━━ Material for this task
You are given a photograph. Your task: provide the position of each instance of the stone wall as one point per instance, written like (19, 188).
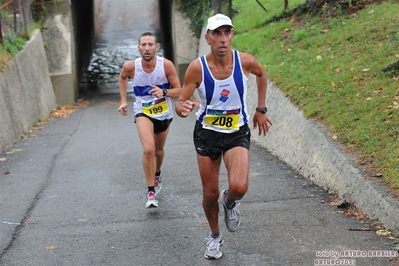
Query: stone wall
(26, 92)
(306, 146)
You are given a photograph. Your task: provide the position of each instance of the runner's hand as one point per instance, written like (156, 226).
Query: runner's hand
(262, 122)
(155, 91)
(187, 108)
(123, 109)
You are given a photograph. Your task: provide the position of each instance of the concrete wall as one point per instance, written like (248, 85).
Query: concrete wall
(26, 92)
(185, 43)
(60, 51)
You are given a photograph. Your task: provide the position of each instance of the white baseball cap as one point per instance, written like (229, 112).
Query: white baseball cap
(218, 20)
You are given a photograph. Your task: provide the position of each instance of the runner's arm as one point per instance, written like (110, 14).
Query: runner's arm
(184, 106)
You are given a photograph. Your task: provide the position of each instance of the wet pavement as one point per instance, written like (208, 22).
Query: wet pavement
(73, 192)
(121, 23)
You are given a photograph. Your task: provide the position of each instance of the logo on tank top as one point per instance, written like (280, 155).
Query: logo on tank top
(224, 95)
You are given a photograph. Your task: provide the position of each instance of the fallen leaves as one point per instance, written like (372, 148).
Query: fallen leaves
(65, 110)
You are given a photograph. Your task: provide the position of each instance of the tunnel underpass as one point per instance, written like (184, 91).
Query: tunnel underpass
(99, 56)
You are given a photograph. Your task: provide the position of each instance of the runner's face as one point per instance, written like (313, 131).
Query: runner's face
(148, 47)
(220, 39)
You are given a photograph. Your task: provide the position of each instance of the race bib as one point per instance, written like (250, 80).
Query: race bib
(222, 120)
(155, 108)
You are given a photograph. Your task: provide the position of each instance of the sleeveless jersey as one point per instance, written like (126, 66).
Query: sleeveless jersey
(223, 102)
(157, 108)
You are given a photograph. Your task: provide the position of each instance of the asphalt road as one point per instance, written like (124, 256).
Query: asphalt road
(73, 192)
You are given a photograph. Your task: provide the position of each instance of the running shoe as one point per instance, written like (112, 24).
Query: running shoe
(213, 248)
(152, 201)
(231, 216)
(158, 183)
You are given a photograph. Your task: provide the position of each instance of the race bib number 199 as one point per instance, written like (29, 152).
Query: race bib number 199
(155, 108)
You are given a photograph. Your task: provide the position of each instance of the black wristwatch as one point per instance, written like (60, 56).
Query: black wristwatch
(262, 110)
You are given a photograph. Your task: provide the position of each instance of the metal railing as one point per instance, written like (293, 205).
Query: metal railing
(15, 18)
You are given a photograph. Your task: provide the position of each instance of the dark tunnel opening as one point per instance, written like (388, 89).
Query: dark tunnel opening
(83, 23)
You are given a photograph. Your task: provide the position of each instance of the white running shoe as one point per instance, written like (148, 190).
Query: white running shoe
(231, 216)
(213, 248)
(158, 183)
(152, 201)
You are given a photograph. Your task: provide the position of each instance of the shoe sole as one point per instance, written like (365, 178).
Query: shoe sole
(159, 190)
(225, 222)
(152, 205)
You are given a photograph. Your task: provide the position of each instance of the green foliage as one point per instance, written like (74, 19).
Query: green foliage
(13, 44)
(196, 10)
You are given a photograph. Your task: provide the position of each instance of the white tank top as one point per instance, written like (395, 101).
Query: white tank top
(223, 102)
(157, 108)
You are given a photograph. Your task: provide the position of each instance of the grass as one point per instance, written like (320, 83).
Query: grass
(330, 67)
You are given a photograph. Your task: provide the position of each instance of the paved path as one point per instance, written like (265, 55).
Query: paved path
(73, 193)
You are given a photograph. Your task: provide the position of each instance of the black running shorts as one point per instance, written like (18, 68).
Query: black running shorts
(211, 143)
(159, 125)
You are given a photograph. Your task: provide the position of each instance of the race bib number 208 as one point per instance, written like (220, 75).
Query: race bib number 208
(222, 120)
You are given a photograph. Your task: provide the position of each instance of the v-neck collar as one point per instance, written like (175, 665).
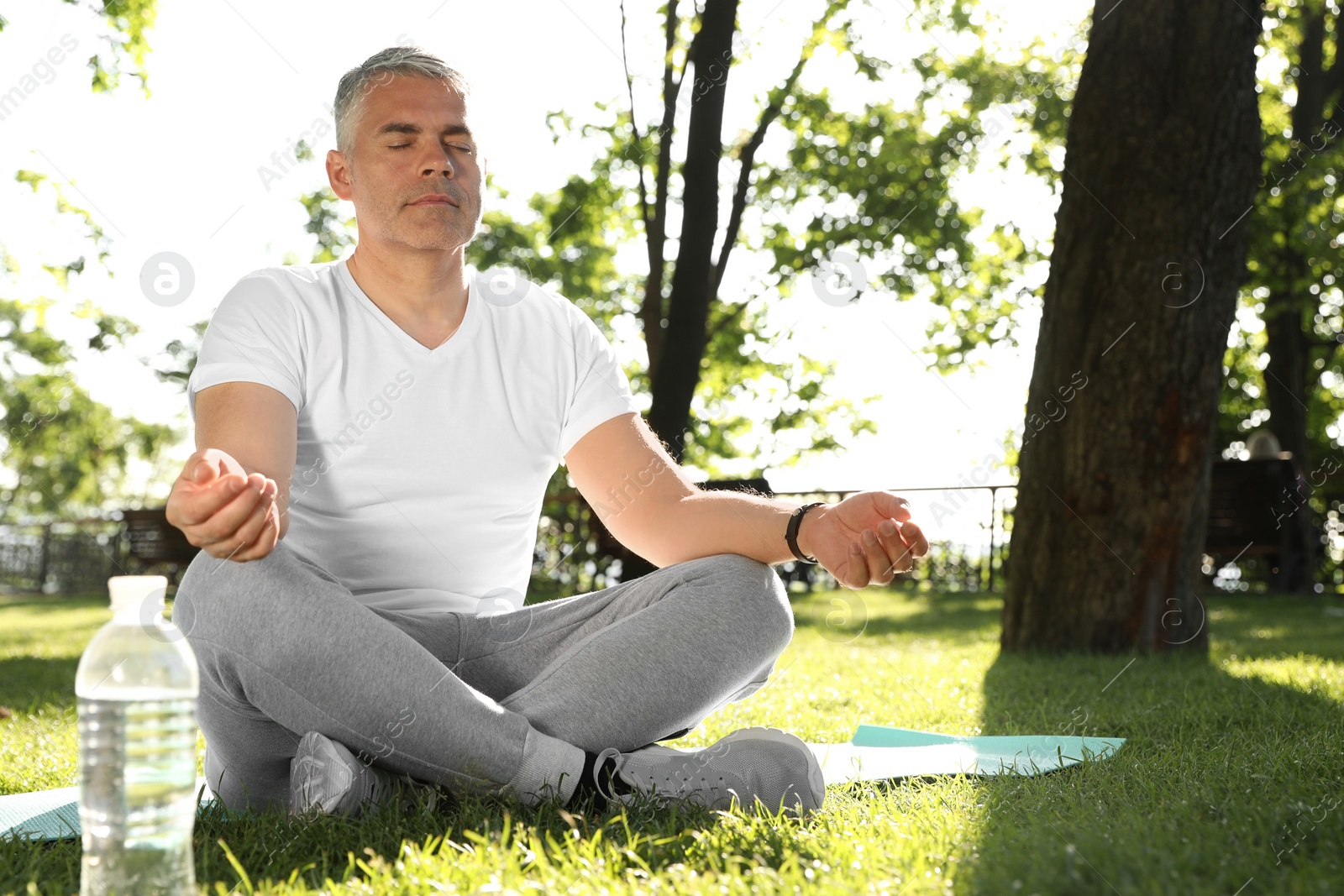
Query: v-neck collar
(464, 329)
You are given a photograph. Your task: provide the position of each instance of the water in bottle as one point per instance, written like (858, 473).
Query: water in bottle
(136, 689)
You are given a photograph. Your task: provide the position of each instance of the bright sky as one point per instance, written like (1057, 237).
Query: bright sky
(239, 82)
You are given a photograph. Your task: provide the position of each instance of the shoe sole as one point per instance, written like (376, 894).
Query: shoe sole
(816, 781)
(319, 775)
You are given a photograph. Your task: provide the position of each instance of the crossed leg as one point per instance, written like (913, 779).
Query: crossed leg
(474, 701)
━━━━
━━ Material for this task
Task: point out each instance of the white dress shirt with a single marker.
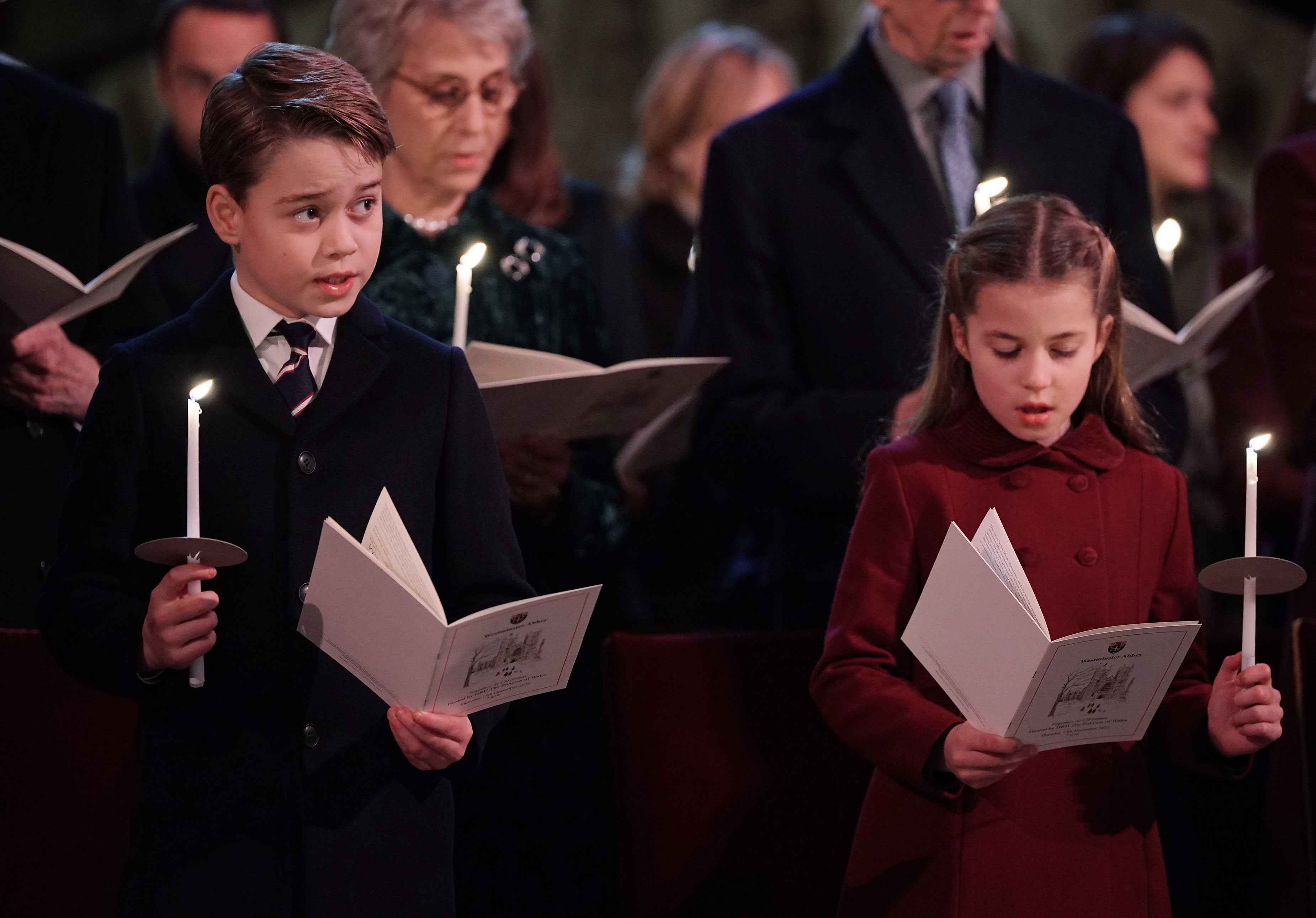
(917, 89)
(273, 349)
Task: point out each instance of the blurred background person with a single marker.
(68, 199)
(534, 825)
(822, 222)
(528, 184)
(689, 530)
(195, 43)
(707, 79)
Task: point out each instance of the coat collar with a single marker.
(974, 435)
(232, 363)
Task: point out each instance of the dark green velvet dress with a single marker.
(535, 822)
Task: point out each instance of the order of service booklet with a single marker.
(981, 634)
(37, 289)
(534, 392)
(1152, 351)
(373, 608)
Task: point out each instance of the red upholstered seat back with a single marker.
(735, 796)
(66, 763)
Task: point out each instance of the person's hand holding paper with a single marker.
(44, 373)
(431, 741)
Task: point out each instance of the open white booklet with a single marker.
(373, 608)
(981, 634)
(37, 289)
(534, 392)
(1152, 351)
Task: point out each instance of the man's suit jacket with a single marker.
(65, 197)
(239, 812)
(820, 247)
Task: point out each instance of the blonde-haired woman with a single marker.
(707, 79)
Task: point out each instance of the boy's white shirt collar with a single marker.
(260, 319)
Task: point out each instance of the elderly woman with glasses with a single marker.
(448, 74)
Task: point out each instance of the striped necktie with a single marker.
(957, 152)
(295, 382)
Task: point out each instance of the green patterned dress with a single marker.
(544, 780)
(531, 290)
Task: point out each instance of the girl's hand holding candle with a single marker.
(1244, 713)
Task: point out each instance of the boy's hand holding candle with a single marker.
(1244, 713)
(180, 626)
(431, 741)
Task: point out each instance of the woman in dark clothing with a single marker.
━━━━
━━ Material for this task
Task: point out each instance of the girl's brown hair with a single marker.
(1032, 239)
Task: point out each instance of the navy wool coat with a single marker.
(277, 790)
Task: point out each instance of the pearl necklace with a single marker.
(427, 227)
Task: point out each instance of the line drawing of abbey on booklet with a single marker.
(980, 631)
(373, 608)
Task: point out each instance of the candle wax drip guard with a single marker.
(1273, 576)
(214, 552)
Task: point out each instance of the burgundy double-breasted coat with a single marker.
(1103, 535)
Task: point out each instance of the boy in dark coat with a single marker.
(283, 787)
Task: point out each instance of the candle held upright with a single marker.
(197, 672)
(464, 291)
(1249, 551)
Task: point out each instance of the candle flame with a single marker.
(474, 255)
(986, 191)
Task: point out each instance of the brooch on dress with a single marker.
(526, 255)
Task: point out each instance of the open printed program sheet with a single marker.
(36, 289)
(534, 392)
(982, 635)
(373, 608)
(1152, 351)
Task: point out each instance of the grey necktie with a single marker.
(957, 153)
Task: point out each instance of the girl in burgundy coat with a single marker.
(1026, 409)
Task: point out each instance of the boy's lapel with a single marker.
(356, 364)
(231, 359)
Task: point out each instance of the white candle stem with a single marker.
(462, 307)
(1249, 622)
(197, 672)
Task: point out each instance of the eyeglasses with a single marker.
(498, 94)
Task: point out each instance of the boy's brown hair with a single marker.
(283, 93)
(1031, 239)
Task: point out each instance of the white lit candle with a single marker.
━━━━
Problem: In the data above, start at the line that has "like (365, 178).", stop after the line that has "like (74, 19).", and print every line in between exactly as it stands.

Answer to the problem:
You are given a photograph. Your task: provide the position of each instance of the shoe sole as one point per instance, written like (365, 178).
Query: shoe sole
(159, 190)
(225, 222)
(152, 205)
You are given a photograph. Your task: provide the position of each instance of the green foliage as one point per instance, written like (74, 19).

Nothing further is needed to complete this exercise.